Passage to read:
----------

I'm not exaggerating when I say it was the experience of a lifetime! Deciding to go on this trip was the best decision I ever made. It wasn't perfect, no trip ever is. I made a lot of mistakes, couldn't do a lot of things that I wanted to do, got lost only like a 100 times! But despite all of this, my first solo trip was perfect in all of its imperfections. 

I first traveled to Warsaw, Poland for my exchange program. Then during my Christmas break I traveled from Warsaw- Prague- Amsterdam - Berlin and back to Warsaw to finish my program. I left my luggage back at Warsaw, packed a backpack and took off for the Christmas Break. Did all the planning and booked tickets in 2 nights. I was terrified and excited, both at the same time. But I'm so glad I decided to travel. In fact I loved it so much, that I decided to travel again after my program got over. So yet again I left my luggage in Warsaw and took off to Spain. I went from Warsaw- Madrid - Barcelona and back to Warsaw to pick up my luggage. After that I went to Paris since it was on my way back home. And that's where the trip ended. Like I said it was my first solo trip so it might not have been properly planned but it still was one hell of an experience. 

Contrary to the popular belief, Europe does have a language barrier. For example in Warsaw, most of the people I met only spoke Polish, hence communication is a big problem if you speak only English.  I had a really funny experience at one of the beauty salon I had visited, the lady who worked there didn't speak English at all, so I had to use google translate to communicate with her, it was hilarious, we both had a good laugh when I was leaving. She used google translate on my phone to tell me it had been good talking to me. This is just one of the many small stand out instances that make a trip memorable.

----------

Records from a data collection
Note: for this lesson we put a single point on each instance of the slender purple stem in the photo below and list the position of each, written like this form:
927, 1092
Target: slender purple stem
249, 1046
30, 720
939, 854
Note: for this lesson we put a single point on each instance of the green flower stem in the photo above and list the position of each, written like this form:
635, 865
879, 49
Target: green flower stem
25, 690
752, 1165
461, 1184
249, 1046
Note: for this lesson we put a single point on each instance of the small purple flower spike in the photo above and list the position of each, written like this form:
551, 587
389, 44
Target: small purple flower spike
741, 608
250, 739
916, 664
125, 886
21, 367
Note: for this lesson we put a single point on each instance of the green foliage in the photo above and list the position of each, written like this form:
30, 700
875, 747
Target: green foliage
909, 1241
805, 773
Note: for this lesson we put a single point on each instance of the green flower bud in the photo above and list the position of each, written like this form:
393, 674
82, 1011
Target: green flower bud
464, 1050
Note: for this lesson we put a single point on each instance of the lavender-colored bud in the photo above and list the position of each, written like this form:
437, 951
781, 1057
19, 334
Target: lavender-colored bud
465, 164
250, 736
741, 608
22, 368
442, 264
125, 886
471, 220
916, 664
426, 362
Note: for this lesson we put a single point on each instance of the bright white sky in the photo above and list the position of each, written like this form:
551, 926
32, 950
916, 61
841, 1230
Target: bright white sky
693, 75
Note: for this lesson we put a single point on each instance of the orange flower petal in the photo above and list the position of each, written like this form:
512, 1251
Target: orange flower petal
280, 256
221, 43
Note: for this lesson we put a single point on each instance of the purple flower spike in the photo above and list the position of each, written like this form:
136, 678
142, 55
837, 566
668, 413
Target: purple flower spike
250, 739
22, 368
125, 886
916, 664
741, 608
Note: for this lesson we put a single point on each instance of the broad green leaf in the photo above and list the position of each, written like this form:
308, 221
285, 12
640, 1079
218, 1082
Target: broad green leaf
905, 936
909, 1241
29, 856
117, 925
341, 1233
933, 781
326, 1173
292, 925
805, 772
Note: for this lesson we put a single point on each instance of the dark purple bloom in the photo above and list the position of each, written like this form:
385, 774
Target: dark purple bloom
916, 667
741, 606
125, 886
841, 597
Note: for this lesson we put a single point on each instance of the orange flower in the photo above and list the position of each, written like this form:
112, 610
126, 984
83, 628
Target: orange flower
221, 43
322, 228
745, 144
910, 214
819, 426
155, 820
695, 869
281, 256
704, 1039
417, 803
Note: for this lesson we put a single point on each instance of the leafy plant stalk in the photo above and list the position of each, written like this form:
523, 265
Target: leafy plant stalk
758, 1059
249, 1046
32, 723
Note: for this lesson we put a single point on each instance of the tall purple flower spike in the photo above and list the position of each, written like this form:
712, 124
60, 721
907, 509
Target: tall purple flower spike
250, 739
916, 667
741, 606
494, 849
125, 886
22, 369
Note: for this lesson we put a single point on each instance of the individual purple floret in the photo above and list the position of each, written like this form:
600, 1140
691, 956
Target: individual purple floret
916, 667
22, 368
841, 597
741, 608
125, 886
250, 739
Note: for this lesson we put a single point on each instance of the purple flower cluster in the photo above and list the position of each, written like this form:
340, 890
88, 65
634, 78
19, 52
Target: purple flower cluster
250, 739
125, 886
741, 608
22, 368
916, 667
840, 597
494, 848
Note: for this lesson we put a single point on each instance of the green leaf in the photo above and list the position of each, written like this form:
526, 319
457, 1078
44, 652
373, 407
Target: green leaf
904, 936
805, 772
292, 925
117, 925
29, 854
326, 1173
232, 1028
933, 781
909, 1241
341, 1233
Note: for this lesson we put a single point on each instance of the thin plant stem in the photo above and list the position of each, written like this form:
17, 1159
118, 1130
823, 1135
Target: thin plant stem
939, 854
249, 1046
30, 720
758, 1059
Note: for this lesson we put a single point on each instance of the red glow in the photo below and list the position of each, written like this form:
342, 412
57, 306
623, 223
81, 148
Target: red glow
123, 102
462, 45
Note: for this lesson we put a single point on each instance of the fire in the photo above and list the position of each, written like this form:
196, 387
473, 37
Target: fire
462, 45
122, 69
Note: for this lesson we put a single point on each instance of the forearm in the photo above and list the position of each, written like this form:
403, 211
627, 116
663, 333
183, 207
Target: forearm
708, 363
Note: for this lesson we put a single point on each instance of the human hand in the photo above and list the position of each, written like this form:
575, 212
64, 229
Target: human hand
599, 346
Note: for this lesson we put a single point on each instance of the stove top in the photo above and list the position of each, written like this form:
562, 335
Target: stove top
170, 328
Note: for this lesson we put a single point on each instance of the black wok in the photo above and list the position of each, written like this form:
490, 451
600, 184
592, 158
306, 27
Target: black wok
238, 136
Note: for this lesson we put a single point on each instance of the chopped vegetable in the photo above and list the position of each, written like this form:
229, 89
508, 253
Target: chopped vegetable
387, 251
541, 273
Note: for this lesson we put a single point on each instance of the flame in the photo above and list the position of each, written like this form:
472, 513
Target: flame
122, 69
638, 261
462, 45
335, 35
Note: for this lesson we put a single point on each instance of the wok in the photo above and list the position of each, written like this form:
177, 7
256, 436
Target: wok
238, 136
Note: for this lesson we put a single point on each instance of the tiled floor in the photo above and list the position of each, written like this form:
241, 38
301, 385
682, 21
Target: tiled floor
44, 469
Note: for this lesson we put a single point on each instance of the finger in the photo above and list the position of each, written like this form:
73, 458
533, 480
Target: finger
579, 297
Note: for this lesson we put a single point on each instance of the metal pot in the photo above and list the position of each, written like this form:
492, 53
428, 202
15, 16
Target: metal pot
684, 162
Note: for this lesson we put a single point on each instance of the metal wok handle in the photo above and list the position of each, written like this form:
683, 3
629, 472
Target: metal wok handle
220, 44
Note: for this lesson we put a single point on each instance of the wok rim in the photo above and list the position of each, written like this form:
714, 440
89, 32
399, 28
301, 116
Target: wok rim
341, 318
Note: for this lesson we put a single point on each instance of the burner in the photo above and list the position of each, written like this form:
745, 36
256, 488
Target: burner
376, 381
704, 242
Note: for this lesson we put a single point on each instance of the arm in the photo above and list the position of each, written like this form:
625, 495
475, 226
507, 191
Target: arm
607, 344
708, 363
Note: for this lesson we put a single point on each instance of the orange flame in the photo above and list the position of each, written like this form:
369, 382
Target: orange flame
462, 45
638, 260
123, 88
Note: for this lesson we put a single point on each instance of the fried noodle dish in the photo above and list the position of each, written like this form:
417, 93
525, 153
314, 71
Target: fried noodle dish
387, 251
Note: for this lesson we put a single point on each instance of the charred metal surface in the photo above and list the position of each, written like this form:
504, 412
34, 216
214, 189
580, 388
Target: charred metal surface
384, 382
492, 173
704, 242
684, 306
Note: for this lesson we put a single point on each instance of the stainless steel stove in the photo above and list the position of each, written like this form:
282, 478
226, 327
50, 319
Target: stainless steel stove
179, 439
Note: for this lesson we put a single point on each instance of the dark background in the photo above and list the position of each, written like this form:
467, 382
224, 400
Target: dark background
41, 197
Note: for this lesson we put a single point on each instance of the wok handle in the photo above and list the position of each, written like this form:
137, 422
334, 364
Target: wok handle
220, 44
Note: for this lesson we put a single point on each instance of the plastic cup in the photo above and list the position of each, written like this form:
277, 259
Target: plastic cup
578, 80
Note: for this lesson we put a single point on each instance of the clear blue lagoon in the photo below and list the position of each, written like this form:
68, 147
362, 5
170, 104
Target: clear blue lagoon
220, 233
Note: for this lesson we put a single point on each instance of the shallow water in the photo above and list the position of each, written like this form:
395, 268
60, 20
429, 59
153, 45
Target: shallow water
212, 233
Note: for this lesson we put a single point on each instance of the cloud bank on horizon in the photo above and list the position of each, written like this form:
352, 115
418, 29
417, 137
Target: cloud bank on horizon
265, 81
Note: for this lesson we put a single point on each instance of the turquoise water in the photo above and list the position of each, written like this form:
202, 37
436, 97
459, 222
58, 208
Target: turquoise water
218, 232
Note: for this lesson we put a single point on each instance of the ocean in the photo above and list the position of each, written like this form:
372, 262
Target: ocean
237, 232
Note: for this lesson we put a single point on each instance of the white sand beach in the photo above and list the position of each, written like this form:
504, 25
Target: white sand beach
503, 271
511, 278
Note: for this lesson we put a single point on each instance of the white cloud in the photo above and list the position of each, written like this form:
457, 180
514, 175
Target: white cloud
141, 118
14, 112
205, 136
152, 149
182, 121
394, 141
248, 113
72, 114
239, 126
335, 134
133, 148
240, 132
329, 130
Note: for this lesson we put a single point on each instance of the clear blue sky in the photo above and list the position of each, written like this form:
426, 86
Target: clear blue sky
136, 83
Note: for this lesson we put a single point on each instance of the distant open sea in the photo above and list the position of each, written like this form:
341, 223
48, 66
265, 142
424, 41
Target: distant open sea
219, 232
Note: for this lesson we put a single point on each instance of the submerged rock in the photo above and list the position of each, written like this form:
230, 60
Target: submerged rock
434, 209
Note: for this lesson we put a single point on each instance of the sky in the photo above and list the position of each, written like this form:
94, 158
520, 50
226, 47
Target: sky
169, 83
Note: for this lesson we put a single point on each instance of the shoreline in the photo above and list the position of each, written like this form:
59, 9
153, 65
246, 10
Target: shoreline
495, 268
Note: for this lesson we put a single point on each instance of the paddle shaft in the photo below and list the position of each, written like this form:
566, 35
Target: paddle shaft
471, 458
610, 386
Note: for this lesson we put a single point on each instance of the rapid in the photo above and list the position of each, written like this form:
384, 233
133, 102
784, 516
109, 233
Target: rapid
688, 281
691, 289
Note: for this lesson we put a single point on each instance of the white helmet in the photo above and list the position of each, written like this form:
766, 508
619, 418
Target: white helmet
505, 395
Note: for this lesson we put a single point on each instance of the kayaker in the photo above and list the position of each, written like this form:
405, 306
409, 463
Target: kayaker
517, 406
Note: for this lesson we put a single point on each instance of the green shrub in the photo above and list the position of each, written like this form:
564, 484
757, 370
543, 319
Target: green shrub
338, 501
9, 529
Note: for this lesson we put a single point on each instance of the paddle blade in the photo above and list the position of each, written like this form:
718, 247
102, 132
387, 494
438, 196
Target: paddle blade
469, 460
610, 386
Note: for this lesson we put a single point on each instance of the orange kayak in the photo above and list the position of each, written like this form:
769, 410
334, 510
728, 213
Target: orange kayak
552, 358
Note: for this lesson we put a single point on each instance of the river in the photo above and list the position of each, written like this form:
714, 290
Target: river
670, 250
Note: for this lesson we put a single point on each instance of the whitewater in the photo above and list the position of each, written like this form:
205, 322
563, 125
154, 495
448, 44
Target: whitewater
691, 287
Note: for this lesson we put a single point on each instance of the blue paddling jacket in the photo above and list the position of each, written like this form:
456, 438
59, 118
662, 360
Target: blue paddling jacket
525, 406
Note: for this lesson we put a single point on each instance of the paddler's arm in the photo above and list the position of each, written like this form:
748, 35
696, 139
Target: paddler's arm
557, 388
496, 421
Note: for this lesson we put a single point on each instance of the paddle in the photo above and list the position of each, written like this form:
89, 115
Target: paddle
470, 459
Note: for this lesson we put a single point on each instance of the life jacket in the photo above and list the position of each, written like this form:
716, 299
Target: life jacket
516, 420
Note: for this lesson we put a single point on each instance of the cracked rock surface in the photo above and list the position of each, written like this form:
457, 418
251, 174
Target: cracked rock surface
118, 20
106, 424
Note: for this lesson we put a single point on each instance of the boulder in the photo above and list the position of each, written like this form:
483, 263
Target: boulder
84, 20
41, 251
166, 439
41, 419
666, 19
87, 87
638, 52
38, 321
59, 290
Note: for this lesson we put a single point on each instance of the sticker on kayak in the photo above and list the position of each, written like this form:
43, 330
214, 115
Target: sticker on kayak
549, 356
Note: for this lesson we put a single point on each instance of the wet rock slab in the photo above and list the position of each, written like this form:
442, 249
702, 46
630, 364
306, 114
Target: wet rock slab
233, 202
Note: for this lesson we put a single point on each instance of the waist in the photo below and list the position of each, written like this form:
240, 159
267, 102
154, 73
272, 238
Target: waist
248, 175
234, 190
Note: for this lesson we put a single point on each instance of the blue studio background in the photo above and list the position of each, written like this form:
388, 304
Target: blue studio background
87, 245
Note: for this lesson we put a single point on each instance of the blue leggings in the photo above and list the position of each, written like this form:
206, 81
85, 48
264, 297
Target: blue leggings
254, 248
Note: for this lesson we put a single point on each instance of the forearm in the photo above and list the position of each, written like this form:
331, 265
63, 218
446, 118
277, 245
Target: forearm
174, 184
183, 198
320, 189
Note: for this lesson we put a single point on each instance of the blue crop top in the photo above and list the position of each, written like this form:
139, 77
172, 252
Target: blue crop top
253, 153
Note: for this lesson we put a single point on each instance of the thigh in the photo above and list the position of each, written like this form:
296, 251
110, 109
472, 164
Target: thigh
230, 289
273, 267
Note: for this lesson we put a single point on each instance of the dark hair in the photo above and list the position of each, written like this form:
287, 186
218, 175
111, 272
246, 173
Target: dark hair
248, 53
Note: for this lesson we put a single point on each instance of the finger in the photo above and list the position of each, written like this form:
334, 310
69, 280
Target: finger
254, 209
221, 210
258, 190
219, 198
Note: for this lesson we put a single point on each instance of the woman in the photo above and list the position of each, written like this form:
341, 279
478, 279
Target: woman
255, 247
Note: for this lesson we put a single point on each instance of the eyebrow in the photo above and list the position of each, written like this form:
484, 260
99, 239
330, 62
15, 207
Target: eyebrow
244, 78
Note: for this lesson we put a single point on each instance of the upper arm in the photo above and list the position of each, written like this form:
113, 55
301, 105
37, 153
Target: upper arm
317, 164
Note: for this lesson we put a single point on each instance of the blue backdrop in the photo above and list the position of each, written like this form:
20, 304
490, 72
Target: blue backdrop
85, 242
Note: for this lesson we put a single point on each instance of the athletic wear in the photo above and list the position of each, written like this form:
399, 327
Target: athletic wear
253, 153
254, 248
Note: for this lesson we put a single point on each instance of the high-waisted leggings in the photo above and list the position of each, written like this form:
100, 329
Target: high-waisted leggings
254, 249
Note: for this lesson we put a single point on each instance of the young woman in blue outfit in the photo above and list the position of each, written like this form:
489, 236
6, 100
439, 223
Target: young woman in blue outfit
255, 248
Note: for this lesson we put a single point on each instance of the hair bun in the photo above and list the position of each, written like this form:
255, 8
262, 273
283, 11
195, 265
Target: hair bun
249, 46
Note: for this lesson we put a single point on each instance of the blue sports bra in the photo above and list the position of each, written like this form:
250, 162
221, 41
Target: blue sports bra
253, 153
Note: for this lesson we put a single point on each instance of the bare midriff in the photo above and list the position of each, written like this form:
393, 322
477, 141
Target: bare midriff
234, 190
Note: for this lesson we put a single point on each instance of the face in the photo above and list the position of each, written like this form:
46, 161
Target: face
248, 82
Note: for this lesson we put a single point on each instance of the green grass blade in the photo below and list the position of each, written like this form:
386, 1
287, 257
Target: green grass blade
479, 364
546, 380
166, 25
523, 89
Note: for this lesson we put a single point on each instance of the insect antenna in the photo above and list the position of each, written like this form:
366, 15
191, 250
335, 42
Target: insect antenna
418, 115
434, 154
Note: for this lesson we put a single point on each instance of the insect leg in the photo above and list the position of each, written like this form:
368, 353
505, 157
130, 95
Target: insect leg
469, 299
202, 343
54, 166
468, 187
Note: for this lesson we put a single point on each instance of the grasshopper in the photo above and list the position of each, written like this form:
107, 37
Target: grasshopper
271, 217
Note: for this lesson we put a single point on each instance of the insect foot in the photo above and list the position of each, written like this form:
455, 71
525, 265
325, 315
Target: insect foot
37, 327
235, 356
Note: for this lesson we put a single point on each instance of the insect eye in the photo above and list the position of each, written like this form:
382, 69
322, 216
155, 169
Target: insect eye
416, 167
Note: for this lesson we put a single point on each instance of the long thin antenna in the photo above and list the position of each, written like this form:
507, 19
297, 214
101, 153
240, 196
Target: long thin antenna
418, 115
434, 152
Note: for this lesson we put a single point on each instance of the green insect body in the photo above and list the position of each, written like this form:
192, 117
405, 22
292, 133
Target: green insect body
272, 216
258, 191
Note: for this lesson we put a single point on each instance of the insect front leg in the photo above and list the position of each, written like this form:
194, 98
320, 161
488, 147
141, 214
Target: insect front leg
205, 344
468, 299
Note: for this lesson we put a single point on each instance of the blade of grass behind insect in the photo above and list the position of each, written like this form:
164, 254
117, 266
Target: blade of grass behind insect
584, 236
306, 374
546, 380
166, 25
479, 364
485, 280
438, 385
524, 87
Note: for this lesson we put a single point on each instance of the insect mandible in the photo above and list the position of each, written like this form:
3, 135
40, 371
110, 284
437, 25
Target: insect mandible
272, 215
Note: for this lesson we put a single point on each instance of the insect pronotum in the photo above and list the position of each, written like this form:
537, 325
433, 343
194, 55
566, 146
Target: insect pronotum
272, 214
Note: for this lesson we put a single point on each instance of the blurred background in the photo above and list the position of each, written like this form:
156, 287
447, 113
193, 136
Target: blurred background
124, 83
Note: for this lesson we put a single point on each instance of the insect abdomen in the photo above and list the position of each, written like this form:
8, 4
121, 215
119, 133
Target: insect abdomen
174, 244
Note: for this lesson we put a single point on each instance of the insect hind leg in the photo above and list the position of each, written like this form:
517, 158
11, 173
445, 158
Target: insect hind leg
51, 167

----------

Problem 1: In the solo trip account, how many nights did the planning and ticket booking take?
Problem 2: Name every city that the solo trip account says the writer traveled to or from.
Problem 3: Retype the solo trip account starting with "I first traveled" and going on through "of an experience.".

Correct output 1: Two nights.

Correct output 2: Warsaw, Prague, Amsterdam, Berlin, Madrid, Barcelona, Paris

Correct output 3:
I first traveled to Warsaw, Poland for my exchange program. Then during my Christmas break I traveled from Warsaw- Prague- Amsterdam - Berlin and back to Warsaw to finish my program. I left my luggage back at Warsaw, packed a backpack and took off for the Christmas Break. Did all the planning and booked tickets in 2 nights. I was terrified and excited, both at the same time. But I'm so glad I decided to travel. In fact I loved it so much, that I decided to travel again after my program got over. So yet again I left my luggage in Warsaw and took off to Spain. I went from Warsaw- Madrid - Barcelona and back to Warsaw to pick up my luggage. After that I went to Paris since it was on my way back home. And that's where the trip ended. Like I said it was my first solo trip so it might not have been properly planned but it still was one hell of an experience.